What is required | The range starts at the line containing "Phrase: rear windshield" and ends at the last line of the records below. Reproduce those lines exactly.

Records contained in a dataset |
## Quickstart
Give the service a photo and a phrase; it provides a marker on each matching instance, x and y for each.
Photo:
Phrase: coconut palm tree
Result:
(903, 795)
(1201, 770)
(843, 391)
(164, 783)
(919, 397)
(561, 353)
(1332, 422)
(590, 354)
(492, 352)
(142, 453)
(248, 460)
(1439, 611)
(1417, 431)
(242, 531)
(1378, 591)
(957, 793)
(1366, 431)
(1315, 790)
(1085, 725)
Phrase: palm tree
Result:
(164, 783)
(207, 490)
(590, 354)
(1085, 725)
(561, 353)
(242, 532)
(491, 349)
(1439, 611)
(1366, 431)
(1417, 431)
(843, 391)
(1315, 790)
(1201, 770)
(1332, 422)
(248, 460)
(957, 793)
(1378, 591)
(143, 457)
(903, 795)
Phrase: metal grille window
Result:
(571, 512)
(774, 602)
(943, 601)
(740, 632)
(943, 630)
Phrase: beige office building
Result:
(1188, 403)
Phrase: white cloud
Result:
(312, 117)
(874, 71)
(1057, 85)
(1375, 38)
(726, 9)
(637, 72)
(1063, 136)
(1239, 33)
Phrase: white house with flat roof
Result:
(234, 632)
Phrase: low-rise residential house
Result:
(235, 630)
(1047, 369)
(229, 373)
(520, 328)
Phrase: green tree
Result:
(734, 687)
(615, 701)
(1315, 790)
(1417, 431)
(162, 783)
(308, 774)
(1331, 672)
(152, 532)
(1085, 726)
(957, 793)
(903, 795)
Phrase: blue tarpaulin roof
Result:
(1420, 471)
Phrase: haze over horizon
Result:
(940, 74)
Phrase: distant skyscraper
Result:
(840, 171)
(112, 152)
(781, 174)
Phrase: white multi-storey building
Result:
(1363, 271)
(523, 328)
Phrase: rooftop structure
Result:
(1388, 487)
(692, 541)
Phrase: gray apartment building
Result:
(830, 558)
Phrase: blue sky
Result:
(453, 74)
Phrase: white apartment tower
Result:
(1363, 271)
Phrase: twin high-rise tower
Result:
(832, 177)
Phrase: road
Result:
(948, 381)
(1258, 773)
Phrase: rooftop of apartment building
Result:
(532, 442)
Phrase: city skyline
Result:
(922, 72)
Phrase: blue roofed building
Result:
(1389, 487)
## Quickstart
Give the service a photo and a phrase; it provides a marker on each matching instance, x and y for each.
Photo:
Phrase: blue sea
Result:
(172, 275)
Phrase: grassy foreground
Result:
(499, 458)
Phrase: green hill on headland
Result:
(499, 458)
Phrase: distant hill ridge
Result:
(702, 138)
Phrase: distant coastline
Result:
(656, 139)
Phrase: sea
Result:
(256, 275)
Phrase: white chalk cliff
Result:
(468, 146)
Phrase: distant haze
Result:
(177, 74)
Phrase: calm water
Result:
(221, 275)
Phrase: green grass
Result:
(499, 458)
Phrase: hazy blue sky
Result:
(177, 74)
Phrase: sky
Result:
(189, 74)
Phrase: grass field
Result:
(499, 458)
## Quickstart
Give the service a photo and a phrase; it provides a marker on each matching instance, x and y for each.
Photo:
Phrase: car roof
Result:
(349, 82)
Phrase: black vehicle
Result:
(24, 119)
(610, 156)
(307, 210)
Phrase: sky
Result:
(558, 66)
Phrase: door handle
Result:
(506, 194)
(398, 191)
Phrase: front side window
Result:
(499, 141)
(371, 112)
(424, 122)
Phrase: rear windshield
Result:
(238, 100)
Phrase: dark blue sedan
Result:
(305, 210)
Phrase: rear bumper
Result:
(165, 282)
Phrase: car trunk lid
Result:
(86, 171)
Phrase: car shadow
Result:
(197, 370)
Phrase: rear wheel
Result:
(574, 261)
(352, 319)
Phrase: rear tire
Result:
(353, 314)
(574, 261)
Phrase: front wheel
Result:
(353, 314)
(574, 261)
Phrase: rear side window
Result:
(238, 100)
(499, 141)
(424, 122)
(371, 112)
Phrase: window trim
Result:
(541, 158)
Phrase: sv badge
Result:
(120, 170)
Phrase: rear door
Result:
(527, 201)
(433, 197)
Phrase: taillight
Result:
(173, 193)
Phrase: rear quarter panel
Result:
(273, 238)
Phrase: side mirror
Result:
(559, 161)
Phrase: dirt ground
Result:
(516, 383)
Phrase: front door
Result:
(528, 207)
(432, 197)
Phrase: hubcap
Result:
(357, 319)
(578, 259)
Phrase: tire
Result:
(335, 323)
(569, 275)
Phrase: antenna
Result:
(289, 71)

Solved exercise |
Phrase: rear windshield
Result:
(238, 100)
Phrase: dark blue sedan
Result:
(305, 210)
Phrase: rear bumper
Result:
(165, 282)
Phrase: car trunk lid
Result:
(86, 171)
Phrase: car shadow
Result:
(197, 370)
Phrase: rear wheel
Result:
(574, 261)
(352, 319)
Phrase: rear tire
Result:
(353, 314)
(574, 261)
Phrase: front wheel
Result:
(353, 314)
(574, 261)
Phrase: rear side window
Result:
(238, 100)
(499, 141)
(424, 122)
(371, 112)
Phrase: window trim
Result:
(541, 158)
Phrase: sv badge
Result:
(120, 170)
Phrase: rear door
Result:
(527, 201)
(433, 197)
Phrase: taillight
Result:
(173, 193)
Phrase: rear quarter panel
Result:
(273, 238)
Phrase: side mirror
Result:
(559, 161)
Phrase: dirt ground
Result:
(516, 383)
Phrase: front door
Result:
(528, 207)
(432, 197)
Phrase: hubcap
Result:
(357, 319)
(578, 259)
Phrase: tire
Result:
(335, 323)
(569, 275)
Phrase: antenna
Result:
(289, 71)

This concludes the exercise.